● **INSTRUCTION**:
Pick out every line of the material below that contains the word "strut", and copy each of those lines in full.

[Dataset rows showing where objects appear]
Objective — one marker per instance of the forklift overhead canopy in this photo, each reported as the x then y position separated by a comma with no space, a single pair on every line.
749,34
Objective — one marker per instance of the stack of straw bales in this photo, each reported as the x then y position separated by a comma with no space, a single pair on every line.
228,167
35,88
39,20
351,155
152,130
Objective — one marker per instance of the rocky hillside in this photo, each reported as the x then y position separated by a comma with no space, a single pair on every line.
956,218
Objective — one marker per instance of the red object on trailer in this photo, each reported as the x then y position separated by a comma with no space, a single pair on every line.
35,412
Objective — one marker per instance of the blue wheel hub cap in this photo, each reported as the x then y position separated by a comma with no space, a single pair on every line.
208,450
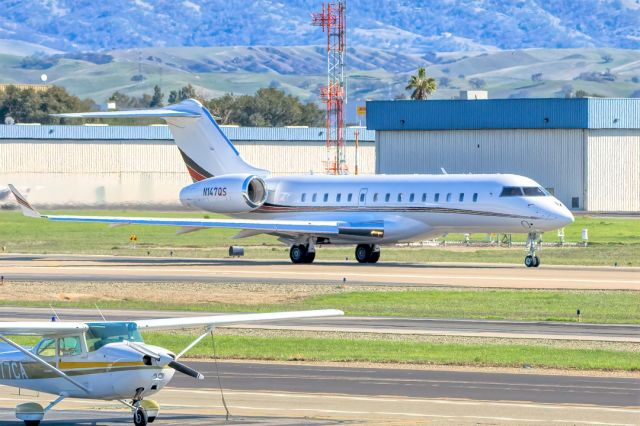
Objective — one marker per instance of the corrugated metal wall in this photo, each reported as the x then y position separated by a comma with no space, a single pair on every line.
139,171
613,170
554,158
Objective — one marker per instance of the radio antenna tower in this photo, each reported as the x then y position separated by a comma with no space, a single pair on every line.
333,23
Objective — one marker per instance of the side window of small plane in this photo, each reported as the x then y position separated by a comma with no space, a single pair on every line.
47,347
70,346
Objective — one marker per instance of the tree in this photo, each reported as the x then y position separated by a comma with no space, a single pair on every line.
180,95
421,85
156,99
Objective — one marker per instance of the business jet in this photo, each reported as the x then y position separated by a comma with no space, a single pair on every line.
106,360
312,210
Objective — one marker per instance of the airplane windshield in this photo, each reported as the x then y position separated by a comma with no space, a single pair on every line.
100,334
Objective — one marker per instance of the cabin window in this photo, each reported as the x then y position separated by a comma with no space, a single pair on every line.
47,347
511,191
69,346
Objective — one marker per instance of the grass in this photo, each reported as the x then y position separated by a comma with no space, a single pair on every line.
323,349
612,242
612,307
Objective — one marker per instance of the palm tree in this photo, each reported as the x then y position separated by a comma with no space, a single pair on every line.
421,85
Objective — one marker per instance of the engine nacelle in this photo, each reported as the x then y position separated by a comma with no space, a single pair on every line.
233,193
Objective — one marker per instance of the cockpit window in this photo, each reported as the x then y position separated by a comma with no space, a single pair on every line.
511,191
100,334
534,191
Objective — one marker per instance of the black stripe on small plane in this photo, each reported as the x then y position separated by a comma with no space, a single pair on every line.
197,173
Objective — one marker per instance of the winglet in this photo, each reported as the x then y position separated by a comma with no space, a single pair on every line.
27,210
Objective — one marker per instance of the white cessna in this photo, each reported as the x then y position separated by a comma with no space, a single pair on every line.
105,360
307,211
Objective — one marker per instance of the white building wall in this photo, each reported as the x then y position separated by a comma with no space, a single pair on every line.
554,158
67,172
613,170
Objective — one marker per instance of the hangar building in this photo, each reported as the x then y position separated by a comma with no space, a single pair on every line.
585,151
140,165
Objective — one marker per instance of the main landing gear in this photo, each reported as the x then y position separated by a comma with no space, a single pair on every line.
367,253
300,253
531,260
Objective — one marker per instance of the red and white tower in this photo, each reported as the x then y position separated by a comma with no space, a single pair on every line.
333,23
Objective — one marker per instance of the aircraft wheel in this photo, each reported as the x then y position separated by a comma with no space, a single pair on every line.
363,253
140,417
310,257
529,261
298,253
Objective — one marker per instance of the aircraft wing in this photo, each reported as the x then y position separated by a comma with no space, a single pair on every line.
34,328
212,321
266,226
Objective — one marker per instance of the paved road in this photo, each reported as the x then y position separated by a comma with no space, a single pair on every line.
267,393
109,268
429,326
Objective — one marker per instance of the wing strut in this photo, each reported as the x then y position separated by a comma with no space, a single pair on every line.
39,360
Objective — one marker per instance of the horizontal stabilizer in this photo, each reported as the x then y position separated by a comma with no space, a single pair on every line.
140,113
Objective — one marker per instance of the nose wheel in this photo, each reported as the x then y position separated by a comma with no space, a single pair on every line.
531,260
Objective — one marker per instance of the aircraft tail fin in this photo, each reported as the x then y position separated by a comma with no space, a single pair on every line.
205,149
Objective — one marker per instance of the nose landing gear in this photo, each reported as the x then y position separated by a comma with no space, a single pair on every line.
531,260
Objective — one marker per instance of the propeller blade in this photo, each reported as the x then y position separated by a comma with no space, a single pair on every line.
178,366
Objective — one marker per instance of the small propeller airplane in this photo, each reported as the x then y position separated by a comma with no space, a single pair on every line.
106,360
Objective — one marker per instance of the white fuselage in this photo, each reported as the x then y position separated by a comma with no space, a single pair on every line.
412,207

==

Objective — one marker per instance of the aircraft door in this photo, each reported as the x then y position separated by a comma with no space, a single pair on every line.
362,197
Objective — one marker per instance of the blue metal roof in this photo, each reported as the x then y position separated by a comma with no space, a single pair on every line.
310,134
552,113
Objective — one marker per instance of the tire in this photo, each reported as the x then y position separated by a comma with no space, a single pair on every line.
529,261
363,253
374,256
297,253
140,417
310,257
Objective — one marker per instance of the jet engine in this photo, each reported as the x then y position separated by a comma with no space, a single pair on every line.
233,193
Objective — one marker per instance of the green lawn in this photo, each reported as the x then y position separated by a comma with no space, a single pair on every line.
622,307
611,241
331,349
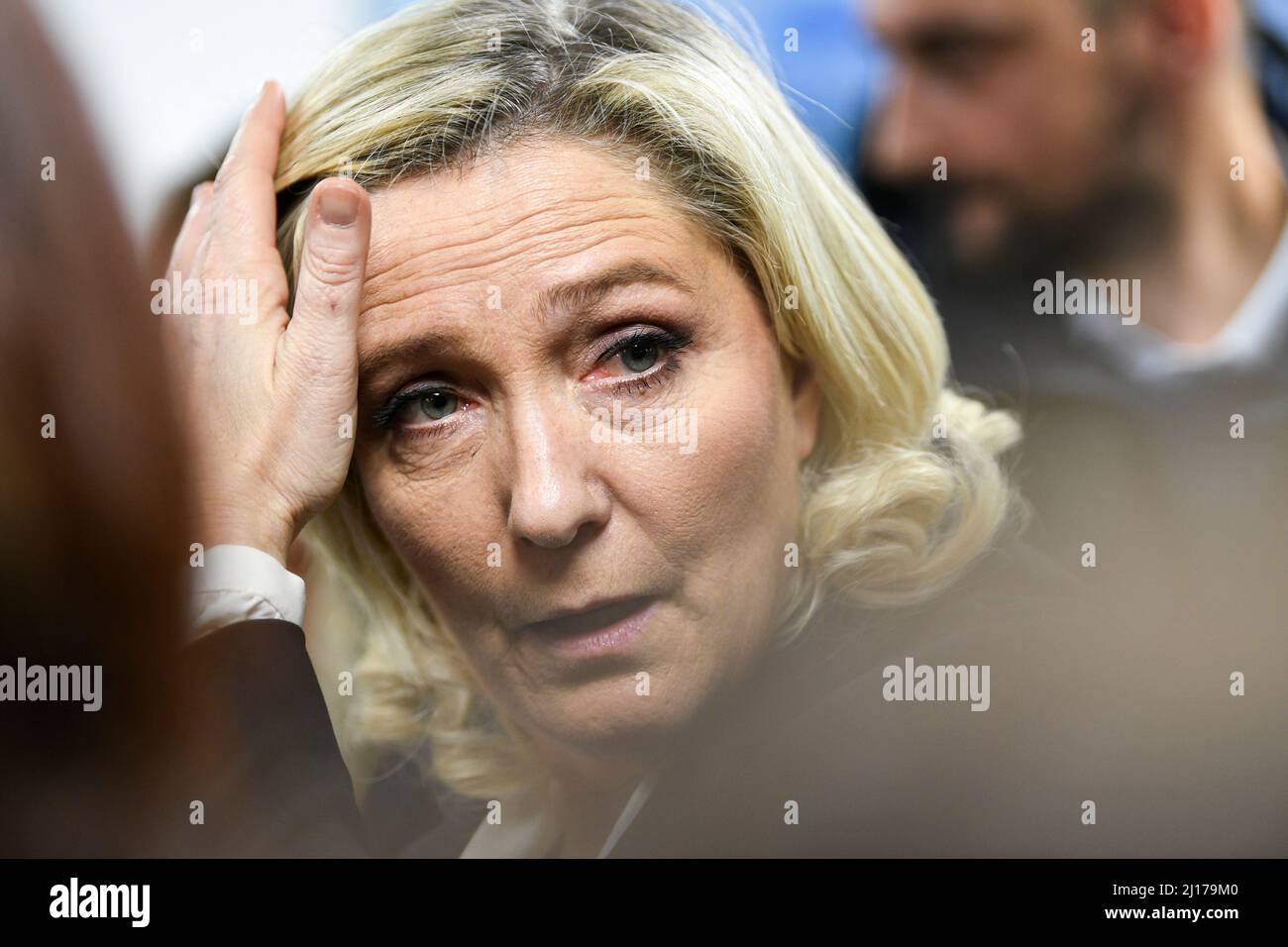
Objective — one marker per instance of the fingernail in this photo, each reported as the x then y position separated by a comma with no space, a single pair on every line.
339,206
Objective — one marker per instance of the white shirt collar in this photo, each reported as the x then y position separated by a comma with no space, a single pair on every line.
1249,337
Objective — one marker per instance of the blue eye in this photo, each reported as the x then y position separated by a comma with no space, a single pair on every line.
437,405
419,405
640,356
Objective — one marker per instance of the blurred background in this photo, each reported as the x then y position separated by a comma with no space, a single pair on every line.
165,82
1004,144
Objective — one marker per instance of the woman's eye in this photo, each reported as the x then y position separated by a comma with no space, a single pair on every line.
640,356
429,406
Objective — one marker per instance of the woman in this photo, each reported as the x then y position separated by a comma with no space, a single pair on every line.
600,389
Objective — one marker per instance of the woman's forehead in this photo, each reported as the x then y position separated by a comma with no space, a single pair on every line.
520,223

● **THE RESPONSE**:
Objective — one marker per instance of the wing strut in this photo, each reported as the x then y position separated by a comma with no space, a single pair on every line.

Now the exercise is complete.